──────── RECORDS FOR PROCESSING
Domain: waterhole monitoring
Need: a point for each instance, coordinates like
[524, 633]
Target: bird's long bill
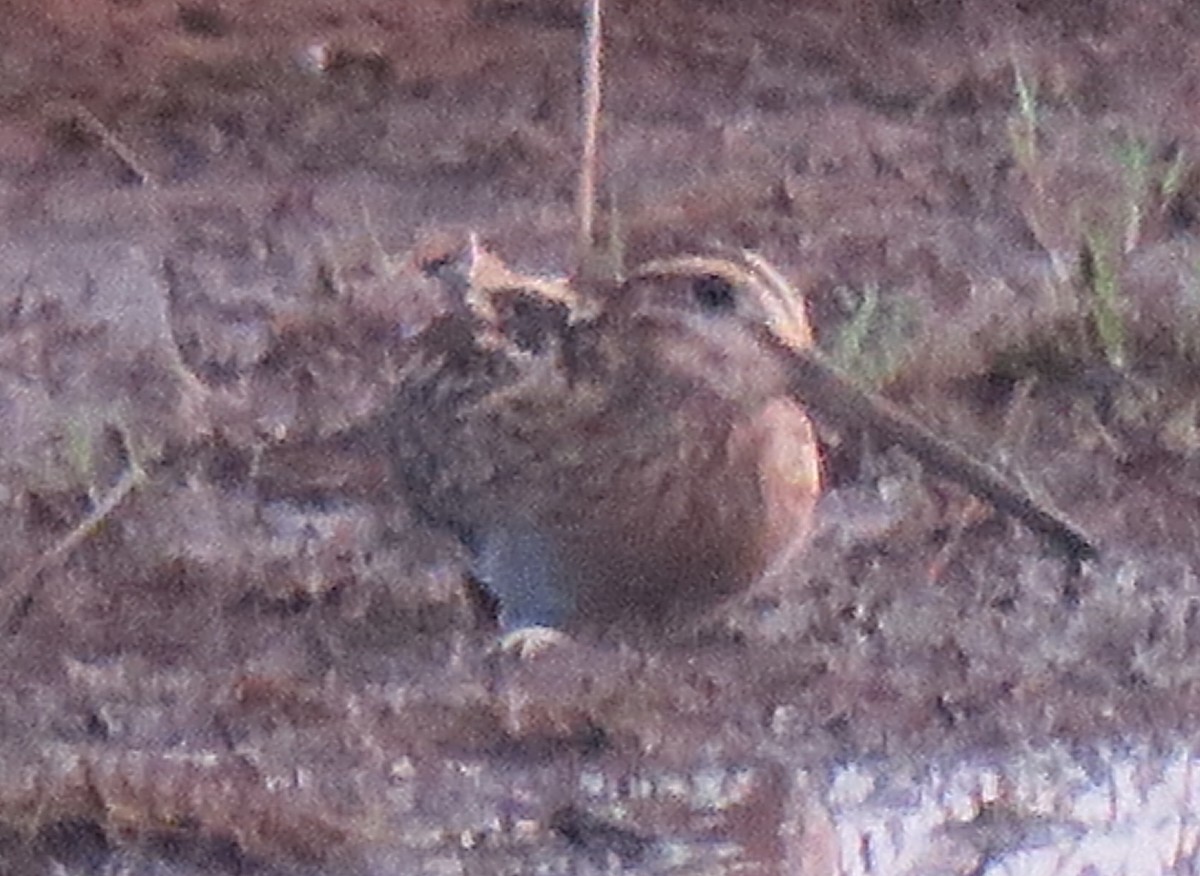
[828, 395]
────────────────
──────── RECORDS FOR PROCESSING
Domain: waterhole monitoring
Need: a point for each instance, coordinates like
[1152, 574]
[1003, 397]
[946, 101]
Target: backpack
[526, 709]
────────────────
● AIM OF THE EXERCISE: List every line of the entries that contains the string "Target", matching case exactly.

● RIGHT ANSWER:
Target: bird's long bill
Target: backpack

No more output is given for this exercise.